++++ Entries ++++

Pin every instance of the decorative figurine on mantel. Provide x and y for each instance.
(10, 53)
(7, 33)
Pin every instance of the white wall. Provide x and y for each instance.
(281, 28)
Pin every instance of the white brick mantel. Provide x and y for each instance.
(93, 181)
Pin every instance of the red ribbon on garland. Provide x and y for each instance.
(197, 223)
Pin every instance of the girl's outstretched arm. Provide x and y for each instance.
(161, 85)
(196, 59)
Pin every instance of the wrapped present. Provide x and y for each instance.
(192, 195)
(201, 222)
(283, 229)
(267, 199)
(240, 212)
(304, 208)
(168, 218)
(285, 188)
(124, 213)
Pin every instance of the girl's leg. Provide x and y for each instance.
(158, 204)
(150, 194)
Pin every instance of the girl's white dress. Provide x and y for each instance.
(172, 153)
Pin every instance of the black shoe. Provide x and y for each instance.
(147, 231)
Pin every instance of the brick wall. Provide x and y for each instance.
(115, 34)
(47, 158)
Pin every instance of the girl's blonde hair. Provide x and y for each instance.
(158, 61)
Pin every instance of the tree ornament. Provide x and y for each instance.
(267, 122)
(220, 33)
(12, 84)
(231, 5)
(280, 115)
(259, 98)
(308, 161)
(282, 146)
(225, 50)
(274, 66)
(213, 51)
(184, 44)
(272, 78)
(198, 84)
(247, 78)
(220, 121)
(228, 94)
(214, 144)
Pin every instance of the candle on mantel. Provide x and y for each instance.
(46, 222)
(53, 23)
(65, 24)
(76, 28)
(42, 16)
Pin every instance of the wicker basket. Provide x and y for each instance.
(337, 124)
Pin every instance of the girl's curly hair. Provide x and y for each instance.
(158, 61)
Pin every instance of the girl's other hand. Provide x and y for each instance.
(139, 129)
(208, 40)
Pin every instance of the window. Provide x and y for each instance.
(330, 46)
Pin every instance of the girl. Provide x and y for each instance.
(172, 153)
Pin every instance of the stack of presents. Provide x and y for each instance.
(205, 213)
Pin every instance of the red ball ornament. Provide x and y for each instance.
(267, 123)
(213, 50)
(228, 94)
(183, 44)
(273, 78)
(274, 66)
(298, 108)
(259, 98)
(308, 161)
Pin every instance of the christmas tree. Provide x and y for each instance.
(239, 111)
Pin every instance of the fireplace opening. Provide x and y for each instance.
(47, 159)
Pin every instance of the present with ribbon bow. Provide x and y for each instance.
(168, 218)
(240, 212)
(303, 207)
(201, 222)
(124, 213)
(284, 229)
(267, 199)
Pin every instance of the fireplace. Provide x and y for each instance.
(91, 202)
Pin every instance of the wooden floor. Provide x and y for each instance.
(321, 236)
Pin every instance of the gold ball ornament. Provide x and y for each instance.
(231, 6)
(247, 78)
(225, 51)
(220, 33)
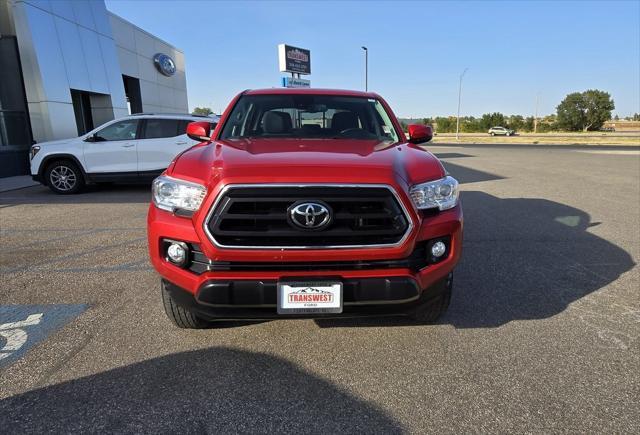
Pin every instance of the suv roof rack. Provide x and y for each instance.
(172, 114)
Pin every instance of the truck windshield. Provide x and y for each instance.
(309, 116)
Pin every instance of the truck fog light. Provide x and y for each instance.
(177, 254)
(438, 249)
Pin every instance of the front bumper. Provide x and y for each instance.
(256, 299)
(379, 283)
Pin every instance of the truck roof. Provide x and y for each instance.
(310, 91)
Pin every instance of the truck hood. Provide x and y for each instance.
(308, 160)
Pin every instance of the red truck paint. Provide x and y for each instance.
(218, 163)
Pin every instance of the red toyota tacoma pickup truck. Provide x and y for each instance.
(305, 203)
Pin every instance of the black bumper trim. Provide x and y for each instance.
(256, 299)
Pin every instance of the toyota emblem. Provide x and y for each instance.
(312, 215)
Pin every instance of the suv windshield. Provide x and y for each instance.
(309, 116)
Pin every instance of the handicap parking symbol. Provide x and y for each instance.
(23, 326)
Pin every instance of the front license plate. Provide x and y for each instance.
(309, 297)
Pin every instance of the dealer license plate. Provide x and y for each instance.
(309, 297)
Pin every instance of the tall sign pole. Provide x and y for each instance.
(459, 98)
(366, 68)
(535, 118)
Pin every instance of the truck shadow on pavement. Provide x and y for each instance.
(94, 194)
(522, 259)
(215, 390)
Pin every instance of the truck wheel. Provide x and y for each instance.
(181, 317)
(64, 177)
(432, 310)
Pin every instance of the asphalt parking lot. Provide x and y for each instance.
(542, 335)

++++

**Work instructions**
Output all the records above as a two-column CSV with the header row "text,answer" and one row per record. Put the record's text and its answer each in a single double-quoted field, replace any line breaks with spaces, and leave the pictures out.

**Full response**
text,answer
"Pin every instance of the decorative figurine on mantel. Provide x and y for each instance.","(10, 53) (7, 33)"
"Pin every instance of the white wall. Provide x and y for each instance.","(281, 28)"
"Pin every instance of the white brick mantel. Provide x and y for each instance.","(93, 181)"
"Pin every instance of the red ribbon on garland. Provide x and y for each instance.","(197, 223)"
"Pin every instance of the girl's outstretched arm. Provide x and y for each instance.","(161, 85) (196, 59)"
"Pin every instance of the wrapped present. Provide x and y for each instance.","(192, 195) (201, 222) (283, 229) (267, 199) (240, 212) (304, 208) (168, 218) (285, 188) (124, 213)"
"Pin every instance of the girl's leg. Provide x and y for each instance.","(158, 204) (150, 194)"
"Pin every instance of the girl's white dress. Provide x and y for each instance.","(172, 153)"
"Pin every instance of the black shoe. Provide x and y for each instance.","(147, 231)"
"Pin every instance of the brick wall. Provide x and y for each instance.","(115, 34) (47, 158)"
"Pin every instance of the girl's blonde hair. Provide x and y for each instance.","(158, 61)"
"Pin every instance of the tree ornament. Provide x and y for each instance.","(267, 122) (220, 33) (12, 84) (231, 5) (280, 115) (259, 98) (308, 161) (282, 146) (225, 50) (274, 66) (213, 51) (184, 44) (272, 78) (198, 84) (247, 78) (220, 121) (228, 94) (214, 144)"
"Pin every instance of the candle on mantel. Provide x and y for each instance.","(46, 222) (53, 23) (65, 24) (76, 28) (42, 16)"
"Pin every instance of the wicker basket. Provide x and y for each instance.","(337, 124)"
"Pin every instance of the girl's curly hair. Provide x and y for each instance.","(158, 61)"
"Pin every instance of the girl's other hand. Provide x and y for each instance.","(139, 129) (208, 40)"
"Pin every instance of the window. Provide x and y for each instance.","(330, 46)"
"Pin every instance of the girl. Provide x and y for each instance.","(172, 153)"
"Pin every instance of the stack of presents. Provide x and y for each instance.","(205, 213)"
"Pin every instance of the red ball ornament. Provide x and y for each instance.","(267, 123) (213, 50) (228, 94) (183, 44) (273, 78) (274, 66) (298, 108) (259, 98) (308, 161)"
"Pin every instance of the christmas tree. Provide x and y for each instance.","(239, 111)"
"Pin every instance of the fireplace opening. Provide x and y for each instance.","(47, 159)"
"Pin every instance of the present with ribbon bow. Provide x and y for each instance.","(168, 218) (240, 212) (303, 207) (201, 222) (124, 213) (284, 229) (267, 199)"
"Pin every instance of the fireplace. Provide x and y for each instance.","(91, 202)"
"Pin every instance of the wooden floor. Provide x and y for each instance.","(321, 236)"
"Pin every instance of the gold ball ornament. Provide x and y for each instance.","(231, 6) (247, 78) (225, 51) (220, 33)"
"Pin every instance of the suv roof rack. Provide x and y for each instance.","(172, 114)"
"Pin every instance of the truck windshield. Provide x and y for each instance.","(309, 116)"
"Pin every instance of the truck fog light. Provide x and y for each instance.","(177, 254) (438, 249)"
"Pin every instance of the front bumper. Provide x and y for each instance.","(256, 299) (379, 283)"
"Pin every instance of the truck roof. Provide x and y for each instance.","(310, 91)"
"Pin every instance of the truck hood. Provide x and y for each instance.","(308, 160)"
"Pin every instance of the red truck paint. Provide x and y for each instance.","(218, 163)"
"Pin every instance of the red toyota tacoma pickup truck. Provide x and y for each instance.","(305, 203)"
"Pin every instance of the black bumper trim. Provide x and y for each instance.","(256, 299)"
"Pin every instance of the toyota emblem. Provide x and y for each instance.","(312, 215)"
"Pin every instance of the suv windshield. Provide x and y for each instance.","(309, 116)"
"Pin every instance of the handicap parking symbol. Provide x and y for each instance.","(23, 326)"
"Pin every instance of the front license plate. Provide x and y for each instance.","(309, 297)"
"Pin every instance of the dealer license plate. Provide x and y for each instance.","(309, 297)"
"Pin every instance of the tall sign pole. Provide x and y for each instance.","(459, 98) (366, 68) (535, 118)"
"Pin every instance of the truck shadow on pavement. Provide x and y for each instance.","(94, 194) (522, 259) (215, 390)"
"Pin every instance of the truck wheel. Provide x and y for each instance.","(181, 317) (64, 177) (432, 310)"
"Pin every instance of the asphalt parking lot. Provide x and y for each instance.","(542, 335)"